--- START ---

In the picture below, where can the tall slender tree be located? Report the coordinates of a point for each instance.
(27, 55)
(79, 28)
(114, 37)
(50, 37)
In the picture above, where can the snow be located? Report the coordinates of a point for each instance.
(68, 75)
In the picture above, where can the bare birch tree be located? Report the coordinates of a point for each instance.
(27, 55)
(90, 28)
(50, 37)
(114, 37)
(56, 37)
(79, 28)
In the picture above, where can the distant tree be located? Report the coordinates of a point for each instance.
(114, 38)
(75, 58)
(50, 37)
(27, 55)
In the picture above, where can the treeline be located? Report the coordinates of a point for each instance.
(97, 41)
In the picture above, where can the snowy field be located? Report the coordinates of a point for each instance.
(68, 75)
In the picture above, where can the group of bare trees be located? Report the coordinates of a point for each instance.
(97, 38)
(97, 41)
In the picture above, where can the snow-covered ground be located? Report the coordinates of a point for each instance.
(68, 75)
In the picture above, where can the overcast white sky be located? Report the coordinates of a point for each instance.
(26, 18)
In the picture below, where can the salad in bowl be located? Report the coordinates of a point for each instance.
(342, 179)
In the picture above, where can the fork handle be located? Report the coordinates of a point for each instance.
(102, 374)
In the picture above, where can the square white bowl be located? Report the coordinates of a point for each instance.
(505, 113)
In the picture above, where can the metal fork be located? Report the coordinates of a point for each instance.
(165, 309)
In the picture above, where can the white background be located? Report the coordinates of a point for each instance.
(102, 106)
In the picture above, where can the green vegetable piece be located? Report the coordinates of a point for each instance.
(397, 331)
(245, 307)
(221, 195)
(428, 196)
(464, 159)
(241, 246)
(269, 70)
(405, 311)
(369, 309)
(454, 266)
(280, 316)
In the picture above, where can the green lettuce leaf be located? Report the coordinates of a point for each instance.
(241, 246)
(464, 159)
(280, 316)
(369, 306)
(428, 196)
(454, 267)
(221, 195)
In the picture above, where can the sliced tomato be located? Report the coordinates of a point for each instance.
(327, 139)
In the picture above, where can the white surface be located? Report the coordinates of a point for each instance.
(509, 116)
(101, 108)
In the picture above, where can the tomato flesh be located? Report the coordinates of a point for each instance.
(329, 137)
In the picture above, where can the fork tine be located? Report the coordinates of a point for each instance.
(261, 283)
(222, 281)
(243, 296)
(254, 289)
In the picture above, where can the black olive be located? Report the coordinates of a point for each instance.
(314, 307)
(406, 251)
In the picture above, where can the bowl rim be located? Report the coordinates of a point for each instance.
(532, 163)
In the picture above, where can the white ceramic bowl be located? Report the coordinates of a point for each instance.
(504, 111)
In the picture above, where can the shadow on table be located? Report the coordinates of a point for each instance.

--- END ---
--- START ---

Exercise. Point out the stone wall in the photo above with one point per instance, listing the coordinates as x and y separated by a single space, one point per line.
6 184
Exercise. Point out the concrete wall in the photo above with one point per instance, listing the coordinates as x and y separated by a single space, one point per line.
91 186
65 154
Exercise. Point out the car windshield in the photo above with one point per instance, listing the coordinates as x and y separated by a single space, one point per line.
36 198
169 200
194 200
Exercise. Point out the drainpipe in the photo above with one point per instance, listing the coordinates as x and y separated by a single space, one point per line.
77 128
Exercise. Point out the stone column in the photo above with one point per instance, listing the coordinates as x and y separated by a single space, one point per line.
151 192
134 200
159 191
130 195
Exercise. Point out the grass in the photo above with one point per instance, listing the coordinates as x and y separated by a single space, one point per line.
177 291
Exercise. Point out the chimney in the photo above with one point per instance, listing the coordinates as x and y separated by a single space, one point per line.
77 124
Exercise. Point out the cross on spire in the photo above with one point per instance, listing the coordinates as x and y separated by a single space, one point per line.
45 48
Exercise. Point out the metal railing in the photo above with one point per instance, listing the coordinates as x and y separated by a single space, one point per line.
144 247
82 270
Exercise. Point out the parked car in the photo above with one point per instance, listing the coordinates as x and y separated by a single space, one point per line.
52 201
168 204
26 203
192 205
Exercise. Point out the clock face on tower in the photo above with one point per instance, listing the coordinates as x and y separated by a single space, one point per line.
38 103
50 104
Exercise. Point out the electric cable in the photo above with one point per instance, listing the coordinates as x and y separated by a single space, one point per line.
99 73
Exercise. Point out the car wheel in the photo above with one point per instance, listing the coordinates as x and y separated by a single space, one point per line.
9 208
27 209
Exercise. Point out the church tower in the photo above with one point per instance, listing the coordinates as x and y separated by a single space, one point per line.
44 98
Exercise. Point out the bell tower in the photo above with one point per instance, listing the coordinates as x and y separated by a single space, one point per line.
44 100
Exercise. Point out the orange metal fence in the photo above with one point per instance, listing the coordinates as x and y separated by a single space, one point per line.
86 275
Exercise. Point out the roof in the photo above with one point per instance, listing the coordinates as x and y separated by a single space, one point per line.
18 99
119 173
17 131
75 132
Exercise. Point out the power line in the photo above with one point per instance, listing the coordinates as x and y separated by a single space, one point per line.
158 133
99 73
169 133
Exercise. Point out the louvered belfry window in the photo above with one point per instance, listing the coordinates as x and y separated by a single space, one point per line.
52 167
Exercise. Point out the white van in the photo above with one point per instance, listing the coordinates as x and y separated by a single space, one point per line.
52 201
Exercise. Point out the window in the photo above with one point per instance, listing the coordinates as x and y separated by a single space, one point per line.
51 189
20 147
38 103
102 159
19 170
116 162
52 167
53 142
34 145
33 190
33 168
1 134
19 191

--- END ---
--- START ---

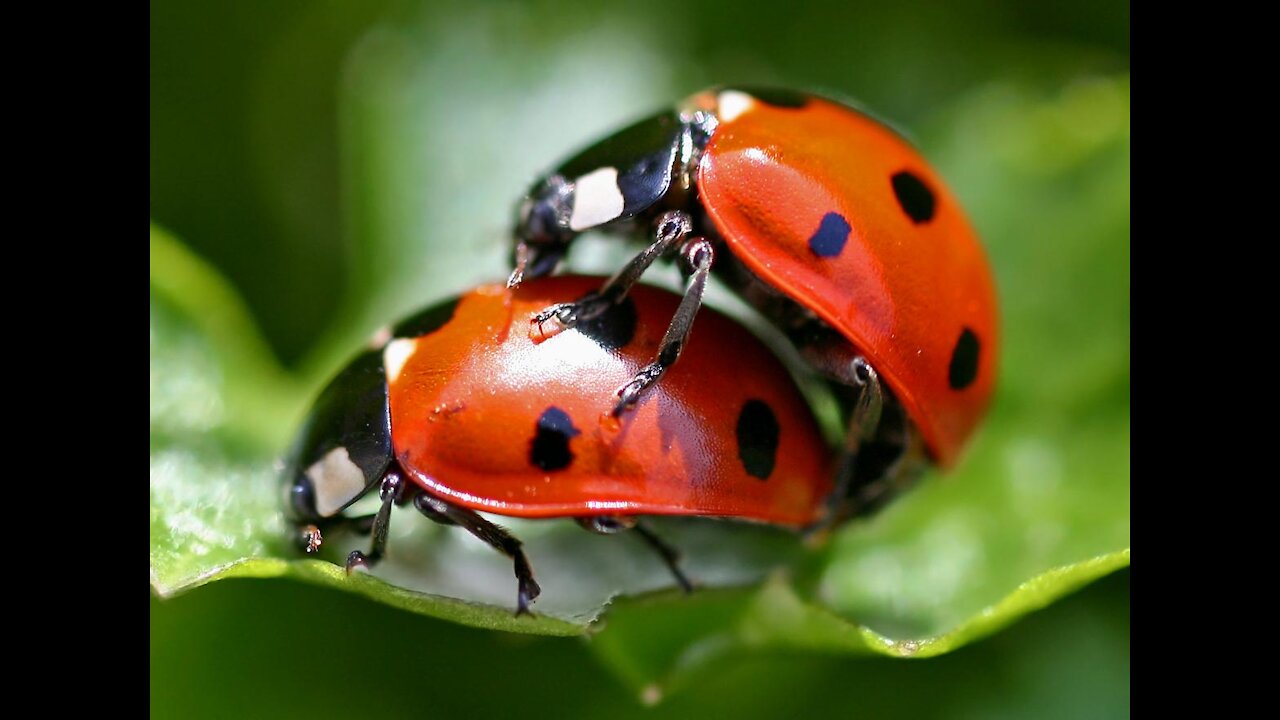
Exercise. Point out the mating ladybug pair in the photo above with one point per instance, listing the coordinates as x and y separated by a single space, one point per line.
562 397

--- END ---

## EXERCISE DIRECTIONS:
Beginning at the line with "In the picture above, where can the white ceramic" and ending at the line with "In the picture above, where can the shadow", reproduce each line of the data above exactly, and add no other lines.

## RESULT OF THIS TASK:
In the picture above, where can the white ceramic bowl be located? Report the coordinates of a point for each instance.
(504, 111)
In the picture above, where can the shadow on table be located? Report the coordinates of a point for each instance.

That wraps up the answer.